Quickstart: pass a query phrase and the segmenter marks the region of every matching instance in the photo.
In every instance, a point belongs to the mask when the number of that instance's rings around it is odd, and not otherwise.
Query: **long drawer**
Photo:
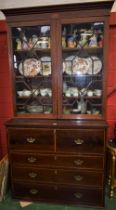
[[[10,147],[18,149],[38,149],[42,151],[53,151],[54,132],[51,129],[9,129],[8,133]]]
[[[104,153],[105,141],[102,129],[56,130],[57,152]]]
[[[23,189],[23,190],[22,190]],[[40,185],[37,183],[14,182],[12,193],[15,198],[104,206],[103,190],[72,187],[66,185]]]
[[[104,169],[104,157],[88,155],[41,154],[38,152],[11,151],[12,164],[56,168]]]
[[[90,187],[103,186],[102,172],[18,166],[12,167],[11,170],[13,179],[22,179],[40,183],[64,183]]]

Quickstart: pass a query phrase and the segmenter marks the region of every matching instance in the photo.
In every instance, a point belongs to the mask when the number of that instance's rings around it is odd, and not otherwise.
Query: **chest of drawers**
[[[106,125],[7,122],[14,198],[104,205]]]

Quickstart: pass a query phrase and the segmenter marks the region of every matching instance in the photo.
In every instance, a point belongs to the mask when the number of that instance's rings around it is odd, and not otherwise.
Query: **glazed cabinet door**
[[[104,117],[106,22],[64,19],[61,24],[62,118]]]
[[[54,27],[48,20],[10,27],[16,116],[56,115]]]

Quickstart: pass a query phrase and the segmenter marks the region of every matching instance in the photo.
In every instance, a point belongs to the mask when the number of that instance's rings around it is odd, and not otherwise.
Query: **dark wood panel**
[[[54,133],[50,129],[10,129],[9,131],[10,147],[18,149],[38,149],[53,150]]]
[[[104,169],[104,158],[102,156],[84,155],[60,155],[60,154],[41,154],[36,151],[19,152],[13,151],[10,154],[12,164],[56,167],[56,168],[79,168],[79,169]]]
[[[23,191],[22,191],[23,189]],[[103,190],[77,188],[60,185],[39,185],[24,182],[13,183],[13,196],[22,200],[75,203],[91,206],[104,206]]]
[[[46,169],[37,167],[18,167],[11,169],[13,179],[40,183],[59,183],[88,187],[103,186],[103,173],[84,170]]]
[[[56,131],[57,151],[104,153],[104,130],[73,129]]]

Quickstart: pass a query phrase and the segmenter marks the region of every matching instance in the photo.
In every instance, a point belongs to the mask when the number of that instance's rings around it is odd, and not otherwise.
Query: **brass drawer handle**
[[[32,137],[27,138],[27,142],[30,144],[33,144],[35,141],[36,141],[35,138],[32,138]]]
[[[30,178],[36,178],[37,177],[37,173],[35,173],[35,172],[30,172],[28,175],[29,175]]]
[[[29,192],[32,194],[32,195],[36,195],[38,193],[38,190],[37,189],[30,189]]]
[[[83,139],[75,139],[74,143],[77,144],[77,145],[80,145],[80,144],[84,143],[84,140]]]
[[[81,166],[81,165],[84,163],[84,161],[78,159],[78,160],[74,160],[74,163],[75,163],[75,165],[77,165],[77,166]]]
[[[29,163],[35,163],[37,158],[35,158],[35,157],[28,157],[27,160],[28,160]]]
[[[83,177],[80,175],[74,176],[74,179],[78,182],[82,181]]]
[[[82,193],[74,193],[74,196],[78,199],[81,199],[83,197]]]

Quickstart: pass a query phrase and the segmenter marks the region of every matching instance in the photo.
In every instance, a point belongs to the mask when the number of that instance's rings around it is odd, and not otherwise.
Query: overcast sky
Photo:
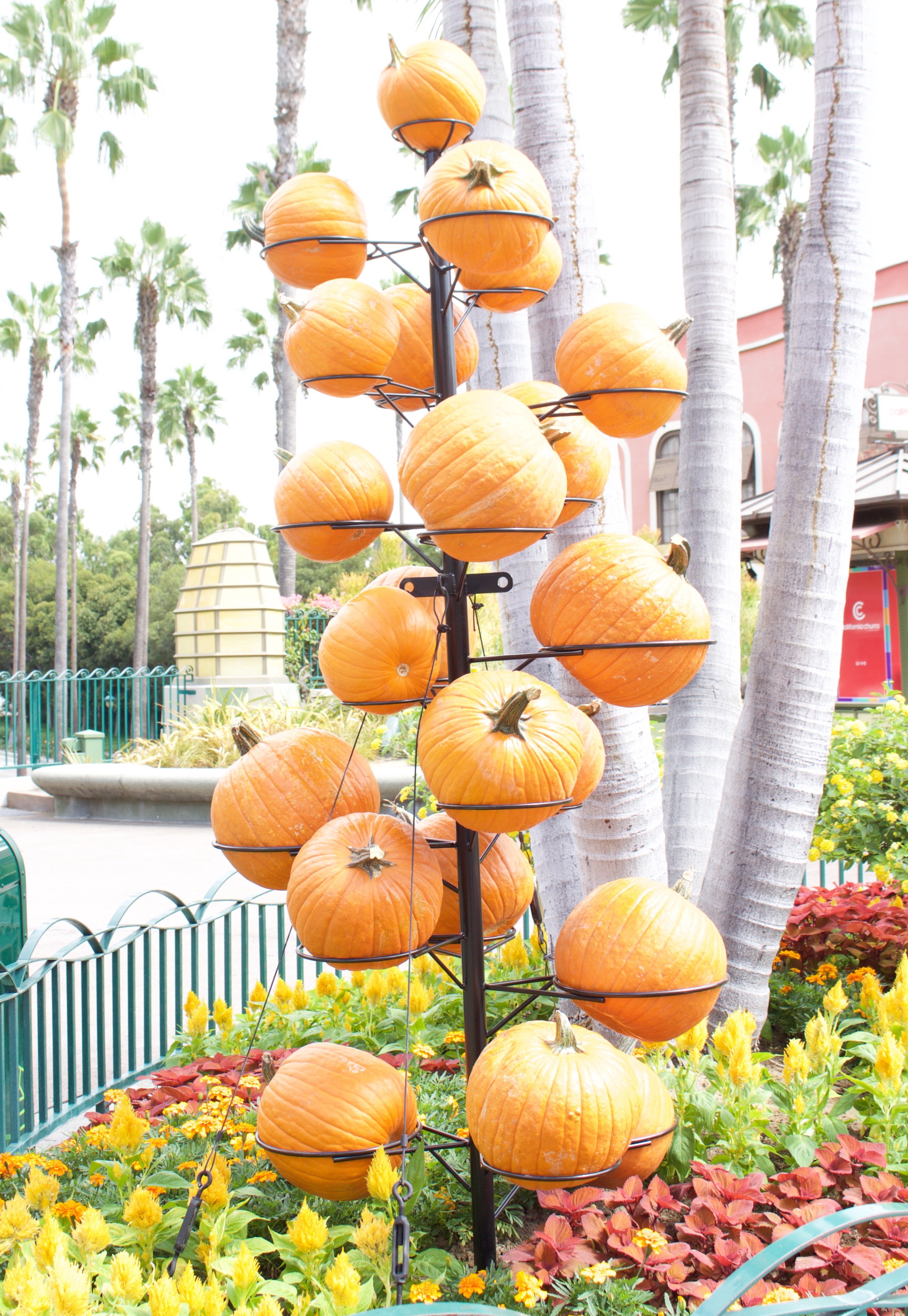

* * *

**DESCRIPTION OF THE TASK**. Can you write out the whole listing above again, replacing "segmenter" with "annotator" wherever it occurs and leaving everything else unchanged? Omit the pictures.

**PROBLEM SOLUTION**.
Quickstart: pass a query phrase and the annotator marks the region of every matching instance in the photo.
In every instance, a point belongs to the mask when the number of that instance's rings around it is odd, and not otherwise.
Query: **long drawer**
Photo:
[[[10,147],[18,149],[38,149],[42,151],[53,151],[54,132],[51,129],[9,129],[8,133]]]
[[[104,153],[105,141],[102,129],[56,130],[57,152]]]
[[[23,189],[23,190],[22,190]],[[40,185],[37,183],[14,182],[12,193],[15,198],[104,206],[103,190],[72,187],[66,185]]]
[[[104,169],[104,157],[88,155],[41,154],[38,152],[11,151],[12,164],[56,168]]]
[[[90,187],[103,186],[102,172],[18,166],[12,167],[11,170],[13,179],[22,179],[40,183],[64,183]]]

Quickstart: pass a query phrase and the annotator marks the region of every matching instance in the photo.
In every instance, a point belongs to the mask when the number of that instance's rings around it is odd, and not otherwise.
Query: **chest of drawers**
[[[106,125],[7,122],[14,198],[104,205]]]

Quickstart: pass a query phrase and the annotator marks the region of every matching instance in the photo.
In every instance, a point belongs to the mask when the number of that instance's rings around it is odd, and not otherwise.
Query: **glazed cabinet door**
[[[104,117],[106,22],[64,19],[61,24],[62,118]]]
[[[54,27],[48,20],[10,27],[16,116],[56,115]]]

Quickstart: pass a query phrase and the annotator marks the region of every matching instance in the photo.
In every instance, a point belongs to the mask when the number of that instance's rings around it is odd, and not otherwise.
Query: **dark wood panel**
[[[54,133],[50,129],[10,129],[9,131],[10,147],[18,149],[38,149],[53,150]]]
[[[104,169],[104,158],[102,156],[84,155],[60,155],[60,154],[41,154],[36,151],[19,152],[13,151],[10,154],[12,164],[56,167],[56,168],[79,168],[79,169]]]
[[[23,191],[22,191],[23,189]],[[103,190],[77,188],[60,185],[39,185],[24,182],[13,183],[13,196],[22,200],[75,203],[91,206],[104,206]]]
[[[46,169],[37,167],[18,167],[11,169],[13,179],[40,183],[59,183],[88,187],[103,186],[103,173],[84,170]]]
[[[56,131],[57,151],[104,153],[104,130],[73,129]]]

Quickstart: pass a query phrase and the annotator marks the region of every matching instance in the photo.
In every instance, a point belongs to the mask when the number of that instance's rings around it is odd, and not otherwise.
Query: **brass drawer handle**
[[[32,137],[27,138],[27,142],[30,144],[33,144],[35,141],[36,141],[35,138],[32,138]]]
[[[30,178],[36,178],[37,177],[37,173],[35,173],[35,172],[30,172],[28,175],[29,175]]]
[[[29,192],[32,194],[32,195],[36,195],[38,193],[38,190],[37,189],[30,189]]]
[[[83,139],[75,139],[74,143],[77,144],[77,145],[80,145],[80,144],[84,143],[84,140]]]
[[[81,166],[81,165],[84,163],[84,161],[78,159],[78,160],[74,160],[74,163],[75,163],[75,165],[77,165],[77,166]]]
[[[29,163],[35,163],[37,158],[35,158],[35,157],[28,157],[27,160],[28,160]]]
[[[83,177],[80,175],[74,176],[74,179],[78,182],[82,181]]]
[[[82,193],[74,193],[74,196],[78,199],[81,199],[83,197]]]

Quickstart: pass a query phrase and the annotator marks the region of every matching instance in the photo.
In every instance, a point belongs to the mask when the number of that instance's rings around it is odd, and not otherwise.
Query: overcast sky
Photo:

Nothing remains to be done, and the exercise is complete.